* _Source text_:
== Segment start ==

LOS ANGELES (CNS) — The lives of people lost to the “long, dark months of the coronavirus pandemic” was on the mind of Archbishop José H. Gomez of Los Angeles during an observance on the eve of All Souls’ Day.
The archbishop remembered those who died and prayed “that God may grant them rest and let his light shine upon them” during a virtual bilingual prayer service Nov. 1 in the outdoor courtyard of the mausoleum at Calvary Cemetery and Mortuary in East Los Angeles.
The evening prayer service marked Día de los Muertos, the Day of the Dead, in what has become a tradition in the Los Angeles Archdiocese. Held for the seventh consecutive year, the celebration follows the Mexican tradition of reminiscing about departed family and friends with colorful altars, or “ofrendas,” on Nov. 1-2.
This year’s online celebration allowed families to celebrate a Catholic tradition that unites faith, prayer and cultural heritage to honor the faithful departed.
The pandemic limited to eight the number of altars on display at the cemetery. The archdiocese said the altars are dedicated to victims of COVID-19, the illness caused by the coronavirus, Kobe Bryant and his daughter Gigi, who died in a helicopter accident in January, homeless people, first responders and Army Spc. Vanessa Guillen, 20, who was murdered in April at Fort Hood, Texas, by another enlisted soldier.
Nonprofit organizations, parish ministry groups, Catholic school students and archdiocesan representatives crafted the altars, which Archbishop Gomez blessed during the service.
“Each year we look forward to our annual Día de los Muertos and All Souls’ Day observances as they are genuinely one of the most uplifting celebrations for all of employees and staff,” Brian McMahon director of community outreach of the archdiocesan Catholic Cemeteries and Mortuary Department, said in a news release.
“This year, due to the current COVID-19 pandemic, our team was challenged to create a meaningful program that allowed our patrons, family and friends to continue this magnificent tradition safely,” he explained.
Eduardo Lopez lost his father, Urbicio, 70, to COVID-19 in September. He said he and his wife, Ivonne, were “happy and honored to celebrate his life” through an altar that was built by parishioners at St. Genevieve Parish in the Panorama City neighborhood of Los Angeles.

== Segment end ==

* _Supplied records_:
== Segment start ==

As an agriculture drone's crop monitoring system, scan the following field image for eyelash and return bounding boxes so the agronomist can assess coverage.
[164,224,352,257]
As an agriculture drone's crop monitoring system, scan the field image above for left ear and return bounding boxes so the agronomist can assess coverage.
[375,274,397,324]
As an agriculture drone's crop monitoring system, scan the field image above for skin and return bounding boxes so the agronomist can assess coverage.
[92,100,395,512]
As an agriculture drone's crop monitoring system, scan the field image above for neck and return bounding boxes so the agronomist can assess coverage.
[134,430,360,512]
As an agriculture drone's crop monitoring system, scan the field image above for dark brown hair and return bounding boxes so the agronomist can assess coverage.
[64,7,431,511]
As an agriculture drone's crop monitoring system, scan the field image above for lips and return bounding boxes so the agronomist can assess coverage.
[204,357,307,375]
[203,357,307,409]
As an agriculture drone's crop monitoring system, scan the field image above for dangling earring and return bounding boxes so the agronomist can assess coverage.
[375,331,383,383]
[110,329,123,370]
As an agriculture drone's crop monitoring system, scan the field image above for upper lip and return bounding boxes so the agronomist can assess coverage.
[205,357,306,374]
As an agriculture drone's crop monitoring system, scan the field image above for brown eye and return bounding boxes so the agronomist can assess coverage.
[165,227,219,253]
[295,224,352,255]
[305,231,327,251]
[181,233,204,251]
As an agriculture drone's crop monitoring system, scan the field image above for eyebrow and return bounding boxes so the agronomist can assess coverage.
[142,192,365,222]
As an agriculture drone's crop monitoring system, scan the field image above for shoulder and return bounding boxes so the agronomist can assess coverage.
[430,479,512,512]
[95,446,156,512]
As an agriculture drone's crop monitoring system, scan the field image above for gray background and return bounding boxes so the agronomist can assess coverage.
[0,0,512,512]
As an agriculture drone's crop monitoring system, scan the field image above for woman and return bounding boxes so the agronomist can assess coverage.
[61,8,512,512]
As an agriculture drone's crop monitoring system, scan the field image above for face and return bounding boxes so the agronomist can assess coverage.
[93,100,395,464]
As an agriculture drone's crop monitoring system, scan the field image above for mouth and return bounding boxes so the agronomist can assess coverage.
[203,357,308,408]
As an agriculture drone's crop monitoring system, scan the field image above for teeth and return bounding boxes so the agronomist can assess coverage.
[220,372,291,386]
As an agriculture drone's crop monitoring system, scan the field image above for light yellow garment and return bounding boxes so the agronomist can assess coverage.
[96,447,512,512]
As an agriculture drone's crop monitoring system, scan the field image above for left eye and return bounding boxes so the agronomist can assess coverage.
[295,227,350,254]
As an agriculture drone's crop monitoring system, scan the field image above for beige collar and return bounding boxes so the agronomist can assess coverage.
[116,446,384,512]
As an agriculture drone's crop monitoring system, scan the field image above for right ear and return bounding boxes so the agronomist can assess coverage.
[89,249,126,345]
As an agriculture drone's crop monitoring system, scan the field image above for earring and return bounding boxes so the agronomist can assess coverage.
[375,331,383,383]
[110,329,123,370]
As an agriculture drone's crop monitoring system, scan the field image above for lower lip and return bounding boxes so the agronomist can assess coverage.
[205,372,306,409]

== Segment end ==

* _What this task involves_:
Continue the news report on the Los Angeles Día de los Muertos prayer service from the point where it stops.

* _Response to the task_:
“Last year, my father-in-law was reminiscing when he saw the photos of his parents and relatives on an altar we had at home, and today we have his photo on this altar,” Ivonne Lopez said.
During his prayer, Archbishop Gomez acknowledged the “heavy sorrow” people are feeling and asked that families and loved ones of those who died of COVID-19 find comfort and peace.
He called on the faithful to remember that through the resurrection, Jesus lives and those who believe in Christ will never die.
“And in this moment, I think that the church has a special duty to bear witness to this hope that has been entrusted to us,” said the archbishop, who is president of the U.S. Conference of Catholic Bishops. “Right now, in this time of sorrow, in this time when people are fearful and when many people are in the grips of despair, we need to reach out, we need to speak to their sorrow.”
The celebration featured the pilgrim images of Our Lady of Guadalupe and St. Juan Diego, the Mariachi Charro de Oro de Adrian Cruz and a traditional sawdust carpet, or “tapete,” with the image of Blessed Carlo Acutis, who died of leukemia at age 15 and was beatified by Pope Francis Oct. 10.
The archdiocese also held a virtual Día de los Muertos Catechetical Day prior to the service. It included online videos that allowed students from 15 Catholic schools to participate from home, encouraging them to create a sacred space or altar in their home.